Among the records below, find each line that includes the string "front" and copy it.

GIVEN ENTRIES:
▼

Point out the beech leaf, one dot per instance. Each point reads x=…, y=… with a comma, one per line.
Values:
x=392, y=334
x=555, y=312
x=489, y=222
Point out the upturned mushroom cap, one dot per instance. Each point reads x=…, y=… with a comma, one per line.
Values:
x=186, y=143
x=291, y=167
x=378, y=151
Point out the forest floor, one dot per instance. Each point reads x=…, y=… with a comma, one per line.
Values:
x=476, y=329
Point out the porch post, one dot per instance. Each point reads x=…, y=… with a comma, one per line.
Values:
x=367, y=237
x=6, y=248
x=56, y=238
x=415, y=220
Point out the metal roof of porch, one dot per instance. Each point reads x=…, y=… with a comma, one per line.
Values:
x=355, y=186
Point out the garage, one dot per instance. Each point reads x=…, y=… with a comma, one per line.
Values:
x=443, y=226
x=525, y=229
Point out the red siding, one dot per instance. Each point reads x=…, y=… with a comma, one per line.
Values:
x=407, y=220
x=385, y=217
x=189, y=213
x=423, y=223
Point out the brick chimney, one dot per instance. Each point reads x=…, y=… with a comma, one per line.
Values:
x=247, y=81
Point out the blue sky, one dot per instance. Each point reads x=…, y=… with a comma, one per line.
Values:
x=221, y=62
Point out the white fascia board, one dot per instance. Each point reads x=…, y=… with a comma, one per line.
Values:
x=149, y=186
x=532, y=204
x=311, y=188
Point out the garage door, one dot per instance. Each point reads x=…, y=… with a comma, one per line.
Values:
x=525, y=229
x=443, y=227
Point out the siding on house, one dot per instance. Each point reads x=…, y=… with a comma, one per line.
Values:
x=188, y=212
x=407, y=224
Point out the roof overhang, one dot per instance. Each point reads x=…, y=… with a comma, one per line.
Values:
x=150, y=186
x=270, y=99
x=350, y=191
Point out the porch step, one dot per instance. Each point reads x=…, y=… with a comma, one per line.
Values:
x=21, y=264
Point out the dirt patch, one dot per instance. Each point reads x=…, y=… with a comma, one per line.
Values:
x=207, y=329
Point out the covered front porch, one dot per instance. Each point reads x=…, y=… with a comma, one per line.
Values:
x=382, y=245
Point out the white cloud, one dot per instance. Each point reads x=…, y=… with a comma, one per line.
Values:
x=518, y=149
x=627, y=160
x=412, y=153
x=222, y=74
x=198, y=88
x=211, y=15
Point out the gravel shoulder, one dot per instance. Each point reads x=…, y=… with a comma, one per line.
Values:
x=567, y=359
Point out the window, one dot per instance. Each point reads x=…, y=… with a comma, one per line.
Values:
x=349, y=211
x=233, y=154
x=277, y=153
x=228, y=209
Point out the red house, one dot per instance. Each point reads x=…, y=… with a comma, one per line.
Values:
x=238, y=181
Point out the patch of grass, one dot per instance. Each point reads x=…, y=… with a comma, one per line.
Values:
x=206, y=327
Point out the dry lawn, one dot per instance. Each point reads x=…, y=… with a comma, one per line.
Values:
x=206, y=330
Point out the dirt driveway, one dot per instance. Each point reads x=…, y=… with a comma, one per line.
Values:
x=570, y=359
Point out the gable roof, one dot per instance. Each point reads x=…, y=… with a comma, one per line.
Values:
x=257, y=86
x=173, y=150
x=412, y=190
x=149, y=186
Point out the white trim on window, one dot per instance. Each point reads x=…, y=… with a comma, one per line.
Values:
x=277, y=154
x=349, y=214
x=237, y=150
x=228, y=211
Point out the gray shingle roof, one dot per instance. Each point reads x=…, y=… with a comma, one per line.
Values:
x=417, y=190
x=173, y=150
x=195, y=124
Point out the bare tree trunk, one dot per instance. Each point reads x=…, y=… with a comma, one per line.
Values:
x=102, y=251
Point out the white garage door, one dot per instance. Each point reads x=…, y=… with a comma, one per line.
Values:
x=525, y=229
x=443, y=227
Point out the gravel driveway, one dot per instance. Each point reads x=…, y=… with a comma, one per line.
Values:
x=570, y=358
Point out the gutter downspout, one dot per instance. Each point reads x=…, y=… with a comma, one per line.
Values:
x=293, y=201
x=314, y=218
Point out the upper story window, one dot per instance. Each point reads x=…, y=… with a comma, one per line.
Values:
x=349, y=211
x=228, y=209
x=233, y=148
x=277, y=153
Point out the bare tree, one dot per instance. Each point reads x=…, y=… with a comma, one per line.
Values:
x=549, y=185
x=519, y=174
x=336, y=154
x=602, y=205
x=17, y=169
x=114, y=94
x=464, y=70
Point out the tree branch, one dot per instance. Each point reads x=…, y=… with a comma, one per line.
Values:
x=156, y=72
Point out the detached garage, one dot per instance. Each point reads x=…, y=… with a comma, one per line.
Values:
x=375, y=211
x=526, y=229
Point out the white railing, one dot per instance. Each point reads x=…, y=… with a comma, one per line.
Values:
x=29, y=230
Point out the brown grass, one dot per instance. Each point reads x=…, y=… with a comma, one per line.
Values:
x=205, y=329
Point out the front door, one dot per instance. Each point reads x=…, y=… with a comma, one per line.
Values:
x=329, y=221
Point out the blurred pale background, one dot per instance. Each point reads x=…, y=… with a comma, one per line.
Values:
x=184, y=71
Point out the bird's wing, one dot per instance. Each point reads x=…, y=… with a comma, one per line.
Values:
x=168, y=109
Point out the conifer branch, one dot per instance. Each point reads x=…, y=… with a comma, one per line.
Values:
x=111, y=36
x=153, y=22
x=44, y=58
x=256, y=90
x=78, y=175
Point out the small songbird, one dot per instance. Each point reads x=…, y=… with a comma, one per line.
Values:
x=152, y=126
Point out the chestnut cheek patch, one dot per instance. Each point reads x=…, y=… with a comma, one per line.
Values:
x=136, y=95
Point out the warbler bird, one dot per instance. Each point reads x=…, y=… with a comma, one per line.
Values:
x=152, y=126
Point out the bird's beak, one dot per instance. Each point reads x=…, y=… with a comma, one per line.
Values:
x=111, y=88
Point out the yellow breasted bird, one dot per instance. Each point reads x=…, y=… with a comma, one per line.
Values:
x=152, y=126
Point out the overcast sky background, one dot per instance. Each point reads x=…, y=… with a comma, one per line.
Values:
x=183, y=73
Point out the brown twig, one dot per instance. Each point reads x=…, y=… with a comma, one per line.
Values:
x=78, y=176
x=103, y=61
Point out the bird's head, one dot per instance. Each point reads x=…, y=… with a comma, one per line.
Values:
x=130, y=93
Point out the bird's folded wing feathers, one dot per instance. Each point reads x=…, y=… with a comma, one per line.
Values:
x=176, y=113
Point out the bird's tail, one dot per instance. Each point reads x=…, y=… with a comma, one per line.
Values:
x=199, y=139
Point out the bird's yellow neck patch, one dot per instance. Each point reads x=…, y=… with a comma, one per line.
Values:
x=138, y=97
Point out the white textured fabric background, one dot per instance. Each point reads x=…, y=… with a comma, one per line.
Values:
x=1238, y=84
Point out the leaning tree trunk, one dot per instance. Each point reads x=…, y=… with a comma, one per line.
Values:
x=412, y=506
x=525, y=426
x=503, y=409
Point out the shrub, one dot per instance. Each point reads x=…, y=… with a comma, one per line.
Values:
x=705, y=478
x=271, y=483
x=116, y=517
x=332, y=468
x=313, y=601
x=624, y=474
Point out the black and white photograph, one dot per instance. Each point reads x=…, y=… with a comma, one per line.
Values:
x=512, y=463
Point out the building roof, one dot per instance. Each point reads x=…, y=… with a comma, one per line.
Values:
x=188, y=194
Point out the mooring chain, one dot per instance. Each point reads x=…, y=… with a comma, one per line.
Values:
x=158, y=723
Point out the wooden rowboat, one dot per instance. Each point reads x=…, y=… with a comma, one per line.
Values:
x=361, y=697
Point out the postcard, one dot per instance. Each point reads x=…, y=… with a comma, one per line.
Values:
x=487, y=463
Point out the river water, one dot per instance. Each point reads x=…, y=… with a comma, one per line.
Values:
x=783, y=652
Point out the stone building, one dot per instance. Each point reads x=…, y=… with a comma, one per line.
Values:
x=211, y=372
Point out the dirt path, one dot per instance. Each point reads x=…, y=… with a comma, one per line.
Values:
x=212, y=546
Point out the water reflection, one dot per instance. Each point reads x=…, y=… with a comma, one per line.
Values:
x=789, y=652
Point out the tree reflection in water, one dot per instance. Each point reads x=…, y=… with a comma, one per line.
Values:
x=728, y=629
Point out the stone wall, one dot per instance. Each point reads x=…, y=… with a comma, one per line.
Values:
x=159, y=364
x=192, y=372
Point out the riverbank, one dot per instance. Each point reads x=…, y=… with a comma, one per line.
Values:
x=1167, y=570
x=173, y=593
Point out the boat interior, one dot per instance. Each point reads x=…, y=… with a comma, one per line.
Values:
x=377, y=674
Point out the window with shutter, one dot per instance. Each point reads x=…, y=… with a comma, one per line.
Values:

▲

ANSWER:
Point out the covered front porch, one dot per instance. Each point reads x=…, y=… with a comma, one per line.
Point out the front door, one dot per instance. Each point reads x=…, y=… with a comma, one per line.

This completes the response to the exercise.